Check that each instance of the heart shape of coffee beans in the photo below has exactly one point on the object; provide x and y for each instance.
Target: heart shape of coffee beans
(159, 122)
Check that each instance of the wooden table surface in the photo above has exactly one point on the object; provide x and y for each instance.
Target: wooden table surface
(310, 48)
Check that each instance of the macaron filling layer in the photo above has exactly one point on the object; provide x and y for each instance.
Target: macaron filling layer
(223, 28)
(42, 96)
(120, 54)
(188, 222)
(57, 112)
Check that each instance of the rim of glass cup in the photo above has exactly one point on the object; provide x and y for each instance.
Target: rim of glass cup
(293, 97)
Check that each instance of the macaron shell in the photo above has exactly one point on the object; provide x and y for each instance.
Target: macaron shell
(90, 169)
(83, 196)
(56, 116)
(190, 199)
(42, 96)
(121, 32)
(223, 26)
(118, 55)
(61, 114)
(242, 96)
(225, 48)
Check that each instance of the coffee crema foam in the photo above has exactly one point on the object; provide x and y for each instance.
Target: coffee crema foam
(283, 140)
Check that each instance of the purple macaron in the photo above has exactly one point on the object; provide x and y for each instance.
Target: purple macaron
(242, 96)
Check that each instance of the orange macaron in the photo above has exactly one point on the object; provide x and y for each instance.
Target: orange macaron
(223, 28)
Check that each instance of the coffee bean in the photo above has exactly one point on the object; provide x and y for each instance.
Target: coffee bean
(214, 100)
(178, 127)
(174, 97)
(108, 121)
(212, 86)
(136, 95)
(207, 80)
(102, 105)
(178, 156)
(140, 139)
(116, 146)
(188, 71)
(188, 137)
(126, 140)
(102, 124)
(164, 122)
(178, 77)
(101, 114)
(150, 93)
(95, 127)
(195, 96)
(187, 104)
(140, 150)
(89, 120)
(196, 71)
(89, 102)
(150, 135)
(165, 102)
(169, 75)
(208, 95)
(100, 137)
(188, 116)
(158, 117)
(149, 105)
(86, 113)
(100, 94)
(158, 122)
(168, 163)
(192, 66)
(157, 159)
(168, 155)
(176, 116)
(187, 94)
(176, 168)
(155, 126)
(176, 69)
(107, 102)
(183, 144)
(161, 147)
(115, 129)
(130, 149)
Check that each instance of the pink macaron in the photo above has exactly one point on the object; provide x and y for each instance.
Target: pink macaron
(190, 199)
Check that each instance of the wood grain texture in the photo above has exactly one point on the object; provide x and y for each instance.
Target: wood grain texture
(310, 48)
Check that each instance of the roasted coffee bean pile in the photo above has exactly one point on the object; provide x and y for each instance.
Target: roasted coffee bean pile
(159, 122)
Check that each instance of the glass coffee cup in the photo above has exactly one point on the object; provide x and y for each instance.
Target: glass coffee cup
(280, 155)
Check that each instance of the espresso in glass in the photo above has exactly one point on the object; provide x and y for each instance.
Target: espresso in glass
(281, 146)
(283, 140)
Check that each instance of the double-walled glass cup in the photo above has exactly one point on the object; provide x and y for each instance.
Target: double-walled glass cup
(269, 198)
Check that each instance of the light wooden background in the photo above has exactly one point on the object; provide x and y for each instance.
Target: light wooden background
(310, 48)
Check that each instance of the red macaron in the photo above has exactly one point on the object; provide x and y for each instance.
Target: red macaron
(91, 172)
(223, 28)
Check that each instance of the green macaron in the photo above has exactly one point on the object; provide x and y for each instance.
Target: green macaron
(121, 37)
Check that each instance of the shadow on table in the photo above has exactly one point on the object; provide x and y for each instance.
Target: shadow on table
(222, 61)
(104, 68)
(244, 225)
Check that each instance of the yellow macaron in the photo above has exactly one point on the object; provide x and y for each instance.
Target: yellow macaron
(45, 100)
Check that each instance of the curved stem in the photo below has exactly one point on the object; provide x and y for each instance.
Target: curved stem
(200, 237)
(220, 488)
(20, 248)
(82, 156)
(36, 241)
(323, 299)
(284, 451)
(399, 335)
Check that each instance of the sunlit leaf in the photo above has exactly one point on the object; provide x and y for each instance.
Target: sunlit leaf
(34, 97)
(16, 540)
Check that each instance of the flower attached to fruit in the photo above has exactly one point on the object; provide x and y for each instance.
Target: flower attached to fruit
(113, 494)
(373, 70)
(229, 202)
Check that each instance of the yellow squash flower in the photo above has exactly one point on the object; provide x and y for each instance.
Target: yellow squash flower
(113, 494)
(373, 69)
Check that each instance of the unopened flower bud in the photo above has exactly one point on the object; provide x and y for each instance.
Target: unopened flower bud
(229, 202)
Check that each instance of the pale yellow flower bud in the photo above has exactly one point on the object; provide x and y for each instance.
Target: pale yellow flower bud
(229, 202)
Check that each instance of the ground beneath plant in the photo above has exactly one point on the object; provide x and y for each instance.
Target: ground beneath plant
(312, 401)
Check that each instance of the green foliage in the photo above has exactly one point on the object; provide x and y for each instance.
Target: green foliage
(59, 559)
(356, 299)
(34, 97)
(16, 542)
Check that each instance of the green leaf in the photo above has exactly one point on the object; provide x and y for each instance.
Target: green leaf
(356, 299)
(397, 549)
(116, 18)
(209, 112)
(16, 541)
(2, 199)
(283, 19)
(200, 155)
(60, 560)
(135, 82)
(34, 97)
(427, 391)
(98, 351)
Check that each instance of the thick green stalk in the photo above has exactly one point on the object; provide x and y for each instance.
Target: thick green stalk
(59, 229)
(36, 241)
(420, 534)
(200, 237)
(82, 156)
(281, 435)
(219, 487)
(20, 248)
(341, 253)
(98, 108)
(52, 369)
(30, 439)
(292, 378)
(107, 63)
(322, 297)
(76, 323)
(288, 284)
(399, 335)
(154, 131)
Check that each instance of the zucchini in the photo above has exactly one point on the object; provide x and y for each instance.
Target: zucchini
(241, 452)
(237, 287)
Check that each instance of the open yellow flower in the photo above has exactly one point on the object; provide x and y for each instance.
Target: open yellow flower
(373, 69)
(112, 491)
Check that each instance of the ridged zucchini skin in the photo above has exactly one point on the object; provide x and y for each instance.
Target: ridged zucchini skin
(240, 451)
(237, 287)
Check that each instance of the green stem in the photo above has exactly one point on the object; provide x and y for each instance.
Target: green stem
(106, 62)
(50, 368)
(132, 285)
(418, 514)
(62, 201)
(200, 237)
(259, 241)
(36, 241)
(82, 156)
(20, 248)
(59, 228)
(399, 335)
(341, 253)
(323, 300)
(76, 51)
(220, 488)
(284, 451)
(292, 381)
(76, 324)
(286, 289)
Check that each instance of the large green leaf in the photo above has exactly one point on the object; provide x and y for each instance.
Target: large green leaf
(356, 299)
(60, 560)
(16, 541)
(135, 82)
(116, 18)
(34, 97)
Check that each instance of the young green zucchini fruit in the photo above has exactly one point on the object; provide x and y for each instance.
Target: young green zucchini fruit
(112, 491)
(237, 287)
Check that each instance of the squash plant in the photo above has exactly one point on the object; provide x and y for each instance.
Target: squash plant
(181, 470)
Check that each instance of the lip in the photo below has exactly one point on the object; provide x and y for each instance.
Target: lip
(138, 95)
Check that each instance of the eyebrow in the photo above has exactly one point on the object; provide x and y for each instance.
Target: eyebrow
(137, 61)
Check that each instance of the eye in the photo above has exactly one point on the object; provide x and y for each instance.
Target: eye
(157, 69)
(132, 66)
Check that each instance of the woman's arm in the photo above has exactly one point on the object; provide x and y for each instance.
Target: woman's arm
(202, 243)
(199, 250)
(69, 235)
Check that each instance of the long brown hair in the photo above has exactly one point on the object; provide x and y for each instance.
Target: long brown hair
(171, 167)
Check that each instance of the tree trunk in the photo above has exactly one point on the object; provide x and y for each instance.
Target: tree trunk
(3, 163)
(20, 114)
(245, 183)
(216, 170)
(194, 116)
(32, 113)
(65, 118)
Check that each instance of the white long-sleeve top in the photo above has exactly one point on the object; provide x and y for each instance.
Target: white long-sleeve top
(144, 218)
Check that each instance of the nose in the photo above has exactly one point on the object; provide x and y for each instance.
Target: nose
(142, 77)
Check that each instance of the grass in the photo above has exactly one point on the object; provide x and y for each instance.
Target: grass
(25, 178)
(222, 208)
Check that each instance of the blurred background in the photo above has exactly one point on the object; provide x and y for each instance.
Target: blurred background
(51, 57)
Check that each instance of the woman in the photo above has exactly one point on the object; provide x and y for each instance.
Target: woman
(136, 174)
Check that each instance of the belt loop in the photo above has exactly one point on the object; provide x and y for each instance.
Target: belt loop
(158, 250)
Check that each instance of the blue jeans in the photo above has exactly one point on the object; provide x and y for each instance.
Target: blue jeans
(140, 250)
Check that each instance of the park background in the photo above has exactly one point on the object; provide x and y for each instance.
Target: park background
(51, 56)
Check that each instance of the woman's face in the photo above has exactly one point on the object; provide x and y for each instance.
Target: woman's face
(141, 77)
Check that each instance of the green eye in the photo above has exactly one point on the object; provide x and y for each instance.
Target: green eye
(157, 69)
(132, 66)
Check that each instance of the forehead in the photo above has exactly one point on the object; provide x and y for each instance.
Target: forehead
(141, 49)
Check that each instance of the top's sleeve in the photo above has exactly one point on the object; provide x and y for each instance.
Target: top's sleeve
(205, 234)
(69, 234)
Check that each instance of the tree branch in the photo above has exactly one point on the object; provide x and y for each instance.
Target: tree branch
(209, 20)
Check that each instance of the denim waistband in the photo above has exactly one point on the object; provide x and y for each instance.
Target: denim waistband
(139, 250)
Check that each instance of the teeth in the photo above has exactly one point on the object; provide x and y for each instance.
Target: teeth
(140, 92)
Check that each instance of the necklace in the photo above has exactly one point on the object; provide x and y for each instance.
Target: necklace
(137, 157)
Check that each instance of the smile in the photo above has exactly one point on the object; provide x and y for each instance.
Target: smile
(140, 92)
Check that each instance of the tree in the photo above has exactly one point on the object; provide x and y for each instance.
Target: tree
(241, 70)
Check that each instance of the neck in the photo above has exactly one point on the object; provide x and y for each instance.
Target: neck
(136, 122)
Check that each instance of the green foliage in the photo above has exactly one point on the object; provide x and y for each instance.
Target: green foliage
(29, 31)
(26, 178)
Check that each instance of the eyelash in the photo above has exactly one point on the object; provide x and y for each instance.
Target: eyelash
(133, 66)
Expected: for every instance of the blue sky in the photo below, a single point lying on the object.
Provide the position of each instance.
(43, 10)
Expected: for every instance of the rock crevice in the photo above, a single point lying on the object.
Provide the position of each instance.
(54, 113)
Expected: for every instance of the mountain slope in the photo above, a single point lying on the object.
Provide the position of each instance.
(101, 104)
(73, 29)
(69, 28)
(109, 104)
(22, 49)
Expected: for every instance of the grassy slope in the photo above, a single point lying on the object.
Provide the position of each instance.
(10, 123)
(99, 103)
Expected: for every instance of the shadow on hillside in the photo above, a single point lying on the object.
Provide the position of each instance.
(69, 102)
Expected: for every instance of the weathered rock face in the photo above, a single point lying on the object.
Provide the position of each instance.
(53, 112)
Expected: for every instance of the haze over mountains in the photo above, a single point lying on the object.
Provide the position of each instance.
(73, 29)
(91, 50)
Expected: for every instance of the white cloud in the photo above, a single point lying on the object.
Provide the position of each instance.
═══
Written instruction
Return only the lines running from the line with "Check that each instance of the smile" to the last line of the records, both included, exactly as written.

Solution to this task
Check that each instance of the smile in the photo above has exactly one point on the object; provide x and y for each instance.
Target: smile
(140, 92)
Check that each instance of the tree in the photo above has exactly one point on the object; provide x and y for each instance.
Target: tree
(241, 70)
Check that each instance of the neck in the photo above has exactly one point on the object; provide x and y for each instance.
Target: neck
(136, 122)
Check that each instance of the green foliage in the photo above has exactly one point on the object; provide x and y for each instance.
Target: green foliage
(29, 31)
(26, 178)
Check that each instance of the eyelash in the photo above has exactly one point on the object; provide x and y for each instance.
Target: eyelash
(133, 66)
Expected: for every instance of the blue sky in the photo below, a single point lying on the object.
Provide the position of each instance.
(43, 10)
Expected: for every instance of the rock crevice in the photo above, a single point lying on the object.
Provide the position of each instance.
(54, 113)
Expected: for every instance of the mountain slope in the photo above, a single point lying on the object.
Provide the position of each instance.
(101, 104)
(73, 29)
(69, 28)
(109, 104)
(22, 49)
Expected: for every instance of the grassy slope in the photo above, a single point lying on the object.
Provide the position of each instance.
(10, 123)
(99, 103)
Expected: for every instance of the shadow on hillside in the photo above, a single point lying on the object.
Provide the position of each instance.
(69, 102)
Expected: for every instance of the weathered rock face in the photo above, a single point lying on the object.
Provide the position of each instance.
(53, 112)
Expected: for every instance of the haze over mountains in the photo above, a single point lying on the object.
Provide the position of each instance.
(73, 29)
(91, 50)
Expected: for every instance of the white cloud in the photo above, a single point lying on the object.
Provide the position of each instance.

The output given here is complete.